### What is expected
Report every line from the following entries that contains the string "before".

### Source information
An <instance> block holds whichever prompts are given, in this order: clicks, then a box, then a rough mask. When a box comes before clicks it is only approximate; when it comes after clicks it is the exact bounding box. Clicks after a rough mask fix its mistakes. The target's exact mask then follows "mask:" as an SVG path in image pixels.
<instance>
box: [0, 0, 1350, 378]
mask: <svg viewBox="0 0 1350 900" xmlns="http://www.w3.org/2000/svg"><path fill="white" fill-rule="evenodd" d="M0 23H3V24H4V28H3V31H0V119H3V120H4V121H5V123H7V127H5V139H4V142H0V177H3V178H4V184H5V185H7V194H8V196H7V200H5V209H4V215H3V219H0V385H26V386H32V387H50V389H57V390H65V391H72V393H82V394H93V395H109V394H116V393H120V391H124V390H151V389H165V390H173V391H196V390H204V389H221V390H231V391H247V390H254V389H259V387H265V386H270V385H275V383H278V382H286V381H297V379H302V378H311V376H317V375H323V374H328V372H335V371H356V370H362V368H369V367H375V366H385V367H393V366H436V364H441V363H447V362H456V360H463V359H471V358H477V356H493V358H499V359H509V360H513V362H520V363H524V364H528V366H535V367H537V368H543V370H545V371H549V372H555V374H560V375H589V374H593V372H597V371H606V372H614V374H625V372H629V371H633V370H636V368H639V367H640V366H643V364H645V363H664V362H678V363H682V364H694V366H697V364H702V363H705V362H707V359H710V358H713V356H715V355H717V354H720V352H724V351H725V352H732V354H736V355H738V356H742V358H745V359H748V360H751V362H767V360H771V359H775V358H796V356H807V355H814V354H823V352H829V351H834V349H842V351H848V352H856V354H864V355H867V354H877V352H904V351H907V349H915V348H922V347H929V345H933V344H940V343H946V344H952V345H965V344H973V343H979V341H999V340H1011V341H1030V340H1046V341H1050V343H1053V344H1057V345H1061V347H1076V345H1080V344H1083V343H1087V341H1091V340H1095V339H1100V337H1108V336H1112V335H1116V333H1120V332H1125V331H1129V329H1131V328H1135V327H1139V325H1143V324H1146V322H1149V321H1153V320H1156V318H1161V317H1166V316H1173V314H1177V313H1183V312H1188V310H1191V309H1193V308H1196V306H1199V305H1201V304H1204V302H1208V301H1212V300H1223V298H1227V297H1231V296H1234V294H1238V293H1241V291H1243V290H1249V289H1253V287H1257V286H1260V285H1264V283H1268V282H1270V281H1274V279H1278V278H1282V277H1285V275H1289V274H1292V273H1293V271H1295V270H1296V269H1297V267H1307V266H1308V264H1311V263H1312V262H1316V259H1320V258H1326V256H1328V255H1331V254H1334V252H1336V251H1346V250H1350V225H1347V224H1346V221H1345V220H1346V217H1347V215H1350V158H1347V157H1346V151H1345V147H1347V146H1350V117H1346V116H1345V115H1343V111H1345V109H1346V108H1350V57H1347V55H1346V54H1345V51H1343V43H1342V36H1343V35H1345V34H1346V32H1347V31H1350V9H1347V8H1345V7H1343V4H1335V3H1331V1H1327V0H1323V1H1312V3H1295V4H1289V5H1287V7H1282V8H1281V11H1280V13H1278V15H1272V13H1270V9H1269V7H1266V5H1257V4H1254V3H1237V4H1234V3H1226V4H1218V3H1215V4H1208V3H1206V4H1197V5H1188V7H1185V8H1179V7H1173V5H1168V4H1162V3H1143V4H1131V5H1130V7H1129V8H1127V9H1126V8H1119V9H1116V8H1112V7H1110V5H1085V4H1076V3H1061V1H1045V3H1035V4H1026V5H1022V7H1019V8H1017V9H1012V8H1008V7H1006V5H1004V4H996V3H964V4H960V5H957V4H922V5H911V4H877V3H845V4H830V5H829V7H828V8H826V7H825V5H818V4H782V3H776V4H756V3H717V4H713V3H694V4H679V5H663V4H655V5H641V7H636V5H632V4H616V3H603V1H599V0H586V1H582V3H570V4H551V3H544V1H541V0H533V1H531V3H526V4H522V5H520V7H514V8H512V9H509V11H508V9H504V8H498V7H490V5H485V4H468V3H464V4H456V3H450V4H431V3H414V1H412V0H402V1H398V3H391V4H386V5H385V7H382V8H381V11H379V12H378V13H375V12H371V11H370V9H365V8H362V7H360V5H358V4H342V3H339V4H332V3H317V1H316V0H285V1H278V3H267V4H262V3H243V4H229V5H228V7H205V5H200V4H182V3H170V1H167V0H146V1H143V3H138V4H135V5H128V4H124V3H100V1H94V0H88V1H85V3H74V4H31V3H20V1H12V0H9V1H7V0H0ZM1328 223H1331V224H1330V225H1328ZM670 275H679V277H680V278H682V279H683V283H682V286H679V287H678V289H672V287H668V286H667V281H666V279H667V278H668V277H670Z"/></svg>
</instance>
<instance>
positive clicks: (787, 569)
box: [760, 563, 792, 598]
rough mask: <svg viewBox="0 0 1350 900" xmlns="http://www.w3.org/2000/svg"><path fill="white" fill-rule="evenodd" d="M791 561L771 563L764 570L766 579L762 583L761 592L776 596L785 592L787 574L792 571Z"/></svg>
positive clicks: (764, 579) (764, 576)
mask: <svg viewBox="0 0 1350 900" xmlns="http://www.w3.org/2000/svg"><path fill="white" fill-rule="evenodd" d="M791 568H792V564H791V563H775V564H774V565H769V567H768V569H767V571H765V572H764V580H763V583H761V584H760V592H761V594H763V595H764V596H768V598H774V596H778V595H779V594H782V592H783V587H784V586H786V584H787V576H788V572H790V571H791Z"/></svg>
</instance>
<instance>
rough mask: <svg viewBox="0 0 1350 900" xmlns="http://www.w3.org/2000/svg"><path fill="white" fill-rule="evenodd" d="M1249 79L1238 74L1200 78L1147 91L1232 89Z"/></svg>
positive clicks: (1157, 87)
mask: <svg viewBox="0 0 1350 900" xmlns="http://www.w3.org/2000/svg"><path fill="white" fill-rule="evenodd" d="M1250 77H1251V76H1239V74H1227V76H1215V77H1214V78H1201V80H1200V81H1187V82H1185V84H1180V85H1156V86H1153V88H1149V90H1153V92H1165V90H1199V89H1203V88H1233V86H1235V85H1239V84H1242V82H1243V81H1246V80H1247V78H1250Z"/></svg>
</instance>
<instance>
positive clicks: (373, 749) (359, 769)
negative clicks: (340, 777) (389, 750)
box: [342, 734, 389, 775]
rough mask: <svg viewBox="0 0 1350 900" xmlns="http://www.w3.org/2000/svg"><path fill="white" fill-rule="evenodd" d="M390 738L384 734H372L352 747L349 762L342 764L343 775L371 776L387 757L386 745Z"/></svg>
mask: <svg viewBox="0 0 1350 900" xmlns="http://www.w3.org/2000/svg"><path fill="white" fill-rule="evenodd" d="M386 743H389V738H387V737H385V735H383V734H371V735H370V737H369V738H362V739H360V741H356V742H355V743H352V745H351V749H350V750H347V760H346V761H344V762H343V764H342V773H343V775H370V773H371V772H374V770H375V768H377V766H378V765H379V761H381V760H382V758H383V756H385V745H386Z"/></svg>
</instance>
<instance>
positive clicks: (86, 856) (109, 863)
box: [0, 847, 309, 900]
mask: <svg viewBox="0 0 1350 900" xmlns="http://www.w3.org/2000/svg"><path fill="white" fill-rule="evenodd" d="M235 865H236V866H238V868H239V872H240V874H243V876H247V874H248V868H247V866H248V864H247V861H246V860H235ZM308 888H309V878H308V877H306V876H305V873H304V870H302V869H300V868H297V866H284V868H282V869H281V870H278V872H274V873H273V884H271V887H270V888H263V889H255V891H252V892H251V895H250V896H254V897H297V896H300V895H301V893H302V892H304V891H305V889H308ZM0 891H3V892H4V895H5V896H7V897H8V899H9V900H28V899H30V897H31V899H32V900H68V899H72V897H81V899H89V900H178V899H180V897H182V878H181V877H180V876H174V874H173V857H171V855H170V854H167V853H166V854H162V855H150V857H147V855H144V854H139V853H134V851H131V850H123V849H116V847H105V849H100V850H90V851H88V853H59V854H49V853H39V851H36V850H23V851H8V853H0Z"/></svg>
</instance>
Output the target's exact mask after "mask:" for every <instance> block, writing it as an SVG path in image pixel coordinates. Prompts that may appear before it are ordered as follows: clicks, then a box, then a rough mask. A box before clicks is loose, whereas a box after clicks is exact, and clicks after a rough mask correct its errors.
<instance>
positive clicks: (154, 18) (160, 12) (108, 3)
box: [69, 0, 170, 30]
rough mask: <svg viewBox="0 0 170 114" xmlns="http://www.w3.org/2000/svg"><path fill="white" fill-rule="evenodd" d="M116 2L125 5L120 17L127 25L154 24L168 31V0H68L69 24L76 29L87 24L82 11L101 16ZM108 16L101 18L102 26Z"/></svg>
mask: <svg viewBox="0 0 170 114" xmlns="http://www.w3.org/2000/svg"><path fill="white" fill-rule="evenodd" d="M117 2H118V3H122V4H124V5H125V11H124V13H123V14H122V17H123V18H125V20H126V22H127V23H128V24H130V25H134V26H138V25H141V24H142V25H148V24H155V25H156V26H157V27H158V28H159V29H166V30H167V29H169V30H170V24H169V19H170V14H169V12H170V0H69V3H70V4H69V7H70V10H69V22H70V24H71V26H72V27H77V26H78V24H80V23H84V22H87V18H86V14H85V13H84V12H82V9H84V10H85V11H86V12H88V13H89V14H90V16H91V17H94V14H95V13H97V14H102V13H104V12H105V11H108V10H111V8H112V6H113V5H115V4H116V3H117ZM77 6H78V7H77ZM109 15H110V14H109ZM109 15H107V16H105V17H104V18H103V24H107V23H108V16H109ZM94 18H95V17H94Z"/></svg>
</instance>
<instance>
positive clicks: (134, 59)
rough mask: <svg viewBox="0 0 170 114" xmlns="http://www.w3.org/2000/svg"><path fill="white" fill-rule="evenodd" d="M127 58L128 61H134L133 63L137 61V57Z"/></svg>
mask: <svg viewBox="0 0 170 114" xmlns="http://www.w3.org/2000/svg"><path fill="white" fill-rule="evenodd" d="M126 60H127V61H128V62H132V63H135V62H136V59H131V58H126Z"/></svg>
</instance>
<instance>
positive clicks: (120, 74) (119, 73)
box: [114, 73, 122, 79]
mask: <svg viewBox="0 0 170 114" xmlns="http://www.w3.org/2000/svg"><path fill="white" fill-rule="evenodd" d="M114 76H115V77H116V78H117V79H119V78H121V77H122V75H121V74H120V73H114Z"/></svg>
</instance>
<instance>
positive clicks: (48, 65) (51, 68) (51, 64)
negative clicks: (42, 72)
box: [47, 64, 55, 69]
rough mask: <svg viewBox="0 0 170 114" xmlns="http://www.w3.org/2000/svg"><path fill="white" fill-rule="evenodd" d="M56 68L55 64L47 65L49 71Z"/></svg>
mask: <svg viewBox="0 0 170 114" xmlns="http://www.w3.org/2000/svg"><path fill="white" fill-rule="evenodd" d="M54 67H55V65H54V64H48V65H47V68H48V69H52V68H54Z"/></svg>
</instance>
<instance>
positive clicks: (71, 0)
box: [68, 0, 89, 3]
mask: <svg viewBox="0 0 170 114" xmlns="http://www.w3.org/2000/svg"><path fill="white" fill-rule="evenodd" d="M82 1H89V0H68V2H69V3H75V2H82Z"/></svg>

### Solution to this problem
An <instance> block holds whichever prompts are given, in this order: clicks, then a box, then a rough mask. When a box comes before clicks it is only approximate; when it comes after clicks it is the exact bounding box. Clicks after a rough mask fix its mistakes. The target's exact mask then follows "mask:" as an SVG path in image pixels.
Output the target's exact mask after "mask:" for every <instance> block, writing it as an SVG path in image pixel coordinates. Prompts that may appear before it are ordered as follows: clicks, then a box, then a rough mask. A box before clicks is loose, whereas a box after clicks is exact, and clicks after a rough mask correct its errors.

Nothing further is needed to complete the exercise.